Maximum Mean Discrepancy (MMD) Measure

A Maximum Mean Discrepancy (MMD) Measure is a statistical divergence measure that can be used to create distribution comparison systems that support two-sample hypothesis testing.

AKA: Kernel Mean Discrepancy, RKHS Distance Metric.
Context:
- Mathematical Definition:
  - Given two distributions [math]\displaystyle{ p }[/math] and [math]\displaystyle{ q }[/math] over domain [math]\displaystyle{ \mathcal{X} }[/math], and a class of functions [math]\displaystyle{ \mathcal{F} }[/math], the Maximum Mean Discrepancy is defined as:
  - [math]\displaystyle{ \text{MMD}[\mathcal{F}, p, q] := \sup_{f \in \mathcal{F}} \left( \mathbb{E}_{x \sim p}[f(x)] - \mathbb{E}_{y \sim q}[f(y)] \right) }[/math].
  - When [math]\displaystyle{ \mathcal{F} }[/math] is the unit ball in a RKHS associated with a kernel [math]\displaystyle{ k }[/math], the squared MMD becomes:
  - [math]\displaystyle{ \text{MMD}^2(p, q) = \mathbb{E}_{x,x'}[k(x,x')] + \mathbb{E}_{y,y'}[k(y,y')] - 2 \mathbb{E}_{x,y}[k(x,y)] }[/math].
- It can quantify the difference between two probability distributions by embedding them in a reproducing kernel Hilbert space (RKHS) and measuring the distance between their means.
- It can support two-sample hypothesis testing by serving as a non-parametric test statistic.
- It can support domain adaptation by minimizing the divergence between source and target domain feature distributions.
- It can serve as a loss function in generative modeling frameworks, such as generative moment matching networks and kernel-based GANs.
- It can assist in detecting dataset shift and concept drift in streaming and evolving data environments.
- It can be extended through variants like weighted maximum mean discrepancy (for class imbalance) and joint maximum mean discrepancy (for joint distribution alignment).
- It can be computed in closed form for kernel functions and supports linear-time approximations for large-scale data.
- It can be used to compare distributions without requiring density estimation, making it suitable for high-dimensional data.
- It can be estimated empirically using kernel functions such as Gaussian or polynomial kernels.
- It can be integrated into machine learning pipelines for tasks like anomaly detection, transfer learning, and model evaluation.
- It can be extended to measure discrepancies in structured data, including time series and graphs.

### Records
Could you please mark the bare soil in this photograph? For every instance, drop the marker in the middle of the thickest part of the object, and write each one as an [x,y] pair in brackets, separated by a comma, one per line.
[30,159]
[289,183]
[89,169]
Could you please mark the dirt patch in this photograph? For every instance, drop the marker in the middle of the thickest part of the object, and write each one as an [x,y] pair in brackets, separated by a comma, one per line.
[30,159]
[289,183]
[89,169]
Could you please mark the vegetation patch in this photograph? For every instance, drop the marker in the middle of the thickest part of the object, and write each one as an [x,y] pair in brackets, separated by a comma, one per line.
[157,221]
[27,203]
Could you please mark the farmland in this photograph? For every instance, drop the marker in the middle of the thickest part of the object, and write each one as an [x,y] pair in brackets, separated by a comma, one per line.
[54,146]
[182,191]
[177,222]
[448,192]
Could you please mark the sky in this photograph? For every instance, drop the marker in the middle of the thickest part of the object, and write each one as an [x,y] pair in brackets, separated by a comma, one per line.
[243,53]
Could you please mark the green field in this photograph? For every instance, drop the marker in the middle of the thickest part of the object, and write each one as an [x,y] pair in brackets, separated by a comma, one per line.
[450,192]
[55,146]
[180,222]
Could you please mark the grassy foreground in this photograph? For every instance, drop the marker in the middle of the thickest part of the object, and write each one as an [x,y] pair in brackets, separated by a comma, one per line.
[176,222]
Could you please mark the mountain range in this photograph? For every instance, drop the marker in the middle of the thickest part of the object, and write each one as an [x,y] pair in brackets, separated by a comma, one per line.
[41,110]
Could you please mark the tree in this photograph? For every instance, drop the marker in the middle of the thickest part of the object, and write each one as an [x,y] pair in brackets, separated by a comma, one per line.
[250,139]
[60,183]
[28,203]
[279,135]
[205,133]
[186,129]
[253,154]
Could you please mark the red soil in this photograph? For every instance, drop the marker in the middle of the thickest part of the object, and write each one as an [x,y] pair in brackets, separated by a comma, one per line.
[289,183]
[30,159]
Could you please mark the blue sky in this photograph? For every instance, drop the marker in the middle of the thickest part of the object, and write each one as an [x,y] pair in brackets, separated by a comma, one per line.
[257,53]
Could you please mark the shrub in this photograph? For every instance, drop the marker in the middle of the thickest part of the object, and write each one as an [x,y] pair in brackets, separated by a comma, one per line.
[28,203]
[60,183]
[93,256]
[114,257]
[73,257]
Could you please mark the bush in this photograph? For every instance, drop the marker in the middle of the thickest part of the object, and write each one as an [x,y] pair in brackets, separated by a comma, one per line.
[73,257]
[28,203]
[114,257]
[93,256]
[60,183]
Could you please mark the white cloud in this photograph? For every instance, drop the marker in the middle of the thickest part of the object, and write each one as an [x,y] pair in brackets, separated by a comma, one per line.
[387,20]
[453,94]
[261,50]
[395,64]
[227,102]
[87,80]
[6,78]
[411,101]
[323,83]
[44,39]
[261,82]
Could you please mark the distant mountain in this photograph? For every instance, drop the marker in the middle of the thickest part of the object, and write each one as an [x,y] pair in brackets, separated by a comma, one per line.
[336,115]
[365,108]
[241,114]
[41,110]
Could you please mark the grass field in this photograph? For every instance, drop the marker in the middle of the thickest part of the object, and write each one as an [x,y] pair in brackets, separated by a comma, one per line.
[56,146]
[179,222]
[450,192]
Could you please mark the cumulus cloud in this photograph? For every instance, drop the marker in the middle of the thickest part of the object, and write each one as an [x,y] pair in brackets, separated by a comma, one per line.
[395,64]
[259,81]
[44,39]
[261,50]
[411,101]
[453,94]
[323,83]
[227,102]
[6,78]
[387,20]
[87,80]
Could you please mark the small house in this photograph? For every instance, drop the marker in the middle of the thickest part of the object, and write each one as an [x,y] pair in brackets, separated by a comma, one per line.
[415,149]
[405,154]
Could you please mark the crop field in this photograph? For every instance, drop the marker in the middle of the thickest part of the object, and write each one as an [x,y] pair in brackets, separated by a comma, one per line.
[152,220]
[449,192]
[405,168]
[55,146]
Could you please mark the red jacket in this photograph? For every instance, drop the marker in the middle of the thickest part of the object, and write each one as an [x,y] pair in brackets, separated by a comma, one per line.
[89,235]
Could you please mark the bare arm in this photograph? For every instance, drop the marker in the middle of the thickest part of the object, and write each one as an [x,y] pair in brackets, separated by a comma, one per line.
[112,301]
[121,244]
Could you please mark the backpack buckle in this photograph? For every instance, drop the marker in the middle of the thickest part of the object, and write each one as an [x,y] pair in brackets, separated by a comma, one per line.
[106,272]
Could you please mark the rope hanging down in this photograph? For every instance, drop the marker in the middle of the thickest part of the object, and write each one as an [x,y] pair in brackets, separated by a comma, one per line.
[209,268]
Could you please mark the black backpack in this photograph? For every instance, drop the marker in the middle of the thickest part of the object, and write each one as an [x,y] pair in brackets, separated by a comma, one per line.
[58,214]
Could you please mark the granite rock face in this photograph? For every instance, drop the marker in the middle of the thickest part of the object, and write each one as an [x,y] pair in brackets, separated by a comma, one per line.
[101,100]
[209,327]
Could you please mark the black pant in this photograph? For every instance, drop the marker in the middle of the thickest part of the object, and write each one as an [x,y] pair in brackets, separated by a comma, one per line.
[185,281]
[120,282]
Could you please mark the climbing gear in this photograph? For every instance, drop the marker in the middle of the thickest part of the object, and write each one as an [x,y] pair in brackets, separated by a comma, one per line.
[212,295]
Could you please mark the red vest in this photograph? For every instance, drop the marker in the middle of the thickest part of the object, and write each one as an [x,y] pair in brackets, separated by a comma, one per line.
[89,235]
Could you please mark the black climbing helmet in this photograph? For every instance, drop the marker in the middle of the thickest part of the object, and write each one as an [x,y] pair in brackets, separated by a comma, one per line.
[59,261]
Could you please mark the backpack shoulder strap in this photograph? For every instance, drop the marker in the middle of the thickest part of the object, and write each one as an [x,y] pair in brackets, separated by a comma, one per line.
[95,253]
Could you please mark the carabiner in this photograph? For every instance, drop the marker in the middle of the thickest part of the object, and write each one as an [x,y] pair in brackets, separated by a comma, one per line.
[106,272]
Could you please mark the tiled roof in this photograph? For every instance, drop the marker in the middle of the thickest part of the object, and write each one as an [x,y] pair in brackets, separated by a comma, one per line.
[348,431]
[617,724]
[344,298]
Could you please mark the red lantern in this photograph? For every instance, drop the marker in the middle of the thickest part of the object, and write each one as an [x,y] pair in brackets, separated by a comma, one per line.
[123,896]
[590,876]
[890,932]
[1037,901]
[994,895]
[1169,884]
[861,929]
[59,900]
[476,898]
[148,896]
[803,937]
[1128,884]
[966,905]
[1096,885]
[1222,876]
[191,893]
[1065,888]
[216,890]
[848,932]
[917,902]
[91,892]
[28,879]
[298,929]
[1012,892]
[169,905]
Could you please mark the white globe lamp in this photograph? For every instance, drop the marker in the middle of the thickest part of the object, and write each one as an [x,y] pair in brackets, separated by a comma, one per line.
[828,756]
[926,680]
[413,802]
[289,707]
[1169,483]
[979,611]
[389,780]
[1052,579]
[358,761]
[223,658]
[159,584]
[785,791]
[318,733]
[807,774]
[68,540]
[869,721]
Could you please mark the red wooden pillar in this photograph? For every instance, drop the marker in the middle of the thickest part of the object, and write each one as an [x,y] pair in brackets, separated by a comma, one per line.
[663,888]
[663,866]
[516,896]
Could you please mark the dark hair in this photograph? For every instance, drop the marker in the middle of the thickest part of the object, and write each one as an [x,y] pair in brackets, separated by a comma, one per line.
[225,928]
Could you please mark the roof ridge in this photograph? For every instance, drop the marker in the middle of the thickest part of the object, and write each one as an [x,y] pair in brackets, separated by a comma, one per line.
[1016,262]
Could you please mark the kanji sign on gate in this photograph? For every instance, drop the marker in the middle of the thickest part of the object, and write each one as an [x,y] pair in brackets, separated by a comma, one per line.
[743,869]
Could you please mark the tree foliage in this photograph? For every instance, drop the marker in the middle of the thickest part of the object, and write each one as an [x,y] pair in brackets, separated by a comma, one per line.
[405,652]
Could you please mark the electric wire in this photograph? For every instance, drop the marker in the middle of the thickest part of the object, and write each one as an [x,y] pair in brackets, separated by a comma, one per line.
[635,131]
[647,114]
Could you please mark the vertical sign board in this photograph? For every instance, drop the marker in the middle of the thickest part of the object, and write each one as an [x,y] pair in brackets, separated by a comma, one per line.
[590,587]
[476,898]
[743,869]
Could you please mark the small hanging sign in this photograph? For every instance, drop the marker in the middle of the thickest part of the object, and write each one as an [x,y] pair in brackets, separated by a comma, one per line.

### Objective 1
According to the page on maximum mean discrepancy, which two variants of the measure are named, and what is each one for?
### Objective 2
Continue the page on maximum mean discrepancy from its final line, keeping its style and format.

### Answer 1
Weighted maximum mean discrepancy addresses class imbalance, and joint maximum mean discrepancy aligns joint distributions.

### Answer 2
- It can range from being a simple empirical estimator to being a complex, kernel-based measure, depending on the choice of kernel and computational considerations.
- It can range from being a general-purpose distribution comparison tool to being a specialized component in specific machine learning algorithms.
- ...
Example(s):
- Two-Sample Hypothesis Testing, which uses MMD to determine if two datasets originate from the same distribution.
- Domain Adaptation techniques, which minimize MMD to align feature distributions across domains.
- Generative Adversarial Networks, which employ MMD as a loss function to improve the quality of generated samples.
- Kernel Mean Matching methods, which utilize MMD for sample reweighting in covariate shift scenarios.
- Joint Maximum Mean Discrepancy in deep domain adaptation to match joint feature-label distributions.
- ...
Counter-Example(s):
- Kullback-Leibler Divergence, which requires explicit density estimation and may diverge when supports do not overlap.
- Wasserstein Distance, which considers the geometry of the data and is computationally more expensive in high dimensions.
- Total Variation Distance, which does not leverage kernel-based embeddings and can be overly sensitive to sample noise.
- Euclidean Distance, which measures point-wise differences and does not capture distributional discrepancies.
- ...
See: Integral Probability Metric, Reproducing Kernel Hilbert Space, Kernel Method, Domain Adaptation, Generative Moment Matching Network, Two-Sample Hypothesis Testing, Multi-Agent Reinforcement Learning System.

References

2025

(Wikipedia, 2025) ⇒ "Kernel embedding of distributions". In: Wikipedia. Retrieved:2025-05-25.
- QUOTE: The kernel embedding of distributions (also called the kernel mean or mean map) is a nonparametric method representing a probability distribution as an element of a reproducing kernel Hilbert space (RKHS). This framework enables comparison and manipulation of distributions using Hilbert space operations, such as inner products and distances, and can preserve all statistical features of arbitrary distributions if a characteristic kernel is used. The maximum mean discrepancy (MMD) is a distance measure between distributions defined as the distance between their RKHS embeddings, and is widely used for two-sample tests and domain adaptation.

2023

(Shnarch et al., 2023) ⇒ Eyal Shnarch, Ariel Gera, Alon Halfon, Lena Dankin, Leshem Choshen, Ranit Aharonov, & Noam Slonim. (2023). "Cluster & Tune: Boost Cold Start Performance in Text Classification".
- QUOTE: Cluster & Tune introduces an intermediate unsupervised clustering step between pretraining and fine-tuning of pretrained language models to address the cold start problem in text classification. Clustering unlabeled data and using cluster assignments as pseudo-labels for intermediate training significantly improves performance when labeled data is scarce.

2022

(Machine Learning Note, 2022) ⇒ Machine Learning Note. (2022). "Maximum Mean Discrepancy (MMD)".
- QUOTE: Maximum mean discrepancy (MMD) is a statistical test for measuring the difference between two distributions based on their embeddings in a reproducing kernel Hilbert space. MMD is used for two-sample testing, domain adaptation, and generative model evaluation.

2019

(Tunali, 2019) ⇒ Onur Tunali. (2019). "Maximum Mean Discrepancy in Machine Learning".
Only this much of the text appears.